▸ TASK TO CARRY OUT: Reproduce the records below word for word, leaving out the pictures.

━━━

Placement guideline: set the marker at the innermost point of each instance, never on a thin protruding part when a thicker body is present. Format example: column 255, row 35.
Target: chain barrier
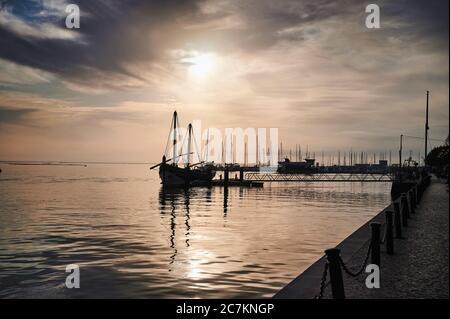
column 323, row 281
column 363, row 266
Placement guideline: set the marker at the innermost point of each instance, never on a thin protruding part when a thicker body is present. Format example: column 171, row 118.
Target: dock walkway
column 418, row 269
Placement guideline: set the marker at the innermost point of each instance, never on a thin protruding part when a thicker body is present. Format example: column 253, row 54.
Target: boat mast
column 174, row 137
column 207, row 144
column 189, row 145
column 426, row 127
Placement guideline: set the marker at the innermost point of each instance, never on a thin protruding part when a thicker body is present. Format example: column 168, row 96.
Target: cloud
column 12, row 116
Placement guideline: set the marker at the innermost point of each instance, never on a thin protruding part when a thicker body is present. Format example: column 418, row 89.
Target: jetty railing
column 397, row 216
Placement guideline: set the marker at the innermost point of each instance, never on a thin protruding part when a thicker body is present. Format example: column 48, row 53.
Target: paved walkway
column 420, row 266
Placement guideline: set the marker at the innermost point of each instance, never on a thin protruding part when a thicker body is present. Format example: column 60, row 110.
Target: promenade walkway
column 420, row 266
column 418, row 269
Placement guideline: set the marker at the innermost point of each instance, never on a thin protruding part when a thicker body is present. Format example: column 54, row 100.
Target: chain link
column 363, row 266
column 323, row 282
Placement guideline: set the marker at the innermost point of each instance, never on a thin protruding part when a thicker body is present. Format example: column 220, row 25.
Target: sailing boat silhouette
column 172, row 175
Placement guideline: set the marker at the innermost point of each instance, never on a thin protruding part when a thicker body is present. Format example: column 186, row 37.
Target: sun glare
column 202, row 65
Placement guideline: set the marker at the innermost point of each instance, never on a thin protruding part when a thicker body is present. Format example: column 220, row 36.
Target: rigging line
column 422, row 138
column 168, row 138
column 182, row 147
column 196, row 147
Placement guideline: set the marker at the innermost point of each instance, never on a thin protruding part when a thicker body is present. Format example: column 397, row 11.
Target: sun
column 201, row 65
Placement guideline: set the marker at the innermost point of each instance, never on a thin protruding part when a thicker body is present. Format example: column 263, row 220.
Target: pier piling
column 226, row 178
column 397, row 220
column 375, row 242
column 337, row 283
column 411, row 201
column 389, row 233
column 405, row 210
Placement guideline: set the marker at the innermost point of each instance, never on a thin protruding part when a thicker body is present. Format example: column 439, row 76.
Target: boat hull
column 174, row 176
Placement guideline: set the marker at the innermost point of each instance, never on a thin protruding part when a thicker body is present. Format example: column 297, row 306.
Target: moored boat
column 174, row 175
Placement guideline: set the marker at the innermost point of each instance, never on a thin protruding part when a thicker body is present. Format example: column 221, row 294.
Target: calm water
column 132, row 240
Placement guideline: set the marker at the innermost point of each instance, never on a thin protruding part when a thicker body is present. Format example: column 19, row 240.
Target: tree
column 439, row 156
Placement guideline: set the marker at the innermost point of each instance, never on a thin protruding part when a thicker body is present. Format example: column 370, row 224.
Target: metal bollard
column 414, row 196
column 411, row 201
column 389, row 232
column 397, row 220
column 405, row 210
column 419, row 192
column 226, row 178
column 375, row 242
column 337, row 283
column 416, row 191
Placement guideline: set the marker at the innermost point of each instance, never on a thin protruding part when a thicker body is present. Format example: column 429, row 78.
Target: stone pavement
column 419, row 267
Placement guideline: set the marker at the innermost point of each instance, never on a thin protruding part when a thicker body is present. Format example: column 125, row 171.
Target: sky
column 311, row 68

━━━

▸ TASK RESULT:
Placement guideline: set the marker at the innermost point of each instance, never on a thin protruding part when a thicker body is present. Format example: column 255, row 35.
Target: chain barrier
column 323, row 281
column 363, row 266
Placement guideline: set the marker at the innermost point of each instance, never on a thin protruding part when a thicker body is present. Format example: column 171, row 118.
Target: dock walkway
column 418, row 269
Placement guideline: set the marker at the innermost point of each instance, never on a thin protruding part when a thicker body is present. Format example: column 253, row 54.
Target: boat mast
column 174, row 137
column 207, row 144
column 189, row 145
column 426, row 127
Placement guideline: set the marker at the innermost point of each instance, never on a thin protruding part when a thicker body is present. Format example: column 168, row 96.
Target: cloud
column 12, row 116
Placement guideline: set the marker at the innermost point of each instance, never on a thin protruding part when a thicker body is present. Format example: column 418, row 89.
Target: jetty railing
column 397, row 216
Placement guideline: set the marker at the innermost point of each instance, never on a thin protruding part when a thicker body is present. Format example: column 48, row 53.
Target: paved walkway
column 420, row 266
Placement guideline: set the marker at the innermost point of each instance, never on a thin protruding part when a thicker body is present. Format example: column 60, row 110.
Target: promenade walkway
column 420, row 266
column 418, row 269
Placement guideline: set the marker at the innermost point of each instance, never on a thin protruding part when a thicker body is present. Format example: column 54, row 100.
Target: chain link
column 363, row 266
column 323, row 282
Placement guideline: set the marker at the innermost point of each instance, never on a thin protruding part when a thicker body is present. Format example: column 220, row 25.
Target: sailing boat silhouette
column 172, row 175
Placement guideline: set the marker at the innermost point of each instance, never on a thin protruding part when a thicker body is present. Format example: column 186, row 37.
Target: sun glare
column 202, row 65
Placement guideline: set the marker at the innermost point of each instance, never on a thin protruding part when a thicker body is present. Format example: column 220, row 36.
Target: rigging line
column 422, row 138
column 168, row 138
column 182, row 147
column 196, row 147
Placement guideline: set the marker at the innermost point of each instance, never on a thin protruding part when a thicker body is present. Format example: column 397, row 11.
Target: sun
column 201, row 65
Placement guideline: set the marker at the innermost point of each instance, never on a thin protruding part when a thicker body is present. Format example: column 263, row 220.
Target: pier piling
column 226, row 178
column 397, row 220
column 375, row 242
column 337, row 283
column 411, row 201
column 389, row 233
column 405, row 210
Placement guideline: set the marker at the innermost point of each instance, never on a thin protruding part when a thicker body is present. Format example: column 439, row 76.
Target: boat hull
column 174, row 176
Placement guideline: set the marker at the innermost point of each instance, never on a thin protruding part when a thicker body is present. Format example: column 297, row 306.
Target: moored boat
column 174, row 175
Placement guideline: set the marker at the innermost point of each instance, never on a thin protruding part when a thicker body is present. Format example: column 221, row 294.
Target: calm water
column 132, row 240
Placement guideline: set the marker at the innermost point of each instance, never on a thin protruding part when a thicker body is present. Format example: column 19, row 240.
Target: tree
column 439, row 156
Placement guideline: set the marker at the innermost point of each instance, never on a thin protruding part when a thicker body is present. Format example: column 370, row 224.
Target: metal bollard
column 414, row 196
column 411, row 201
column 389, row 232
column 397, row 220
column 405, row 210
column 419, row 192
column 226, row 178
column 375, row 242
column 337, row 283
column 416, row 191
Placement guideline: set the marker at the innermost point of each instance, never on a thin protruding part when a thicker body is present. Format example: column 429, row 78.
Target: stone pavement
column 419, row 267
Placement guideline: set the marker at the innermost point of each instance, never on a thin protruding part when a thicker body is present. Format example: column 125, row 171.
Target: sky
column 311, row 68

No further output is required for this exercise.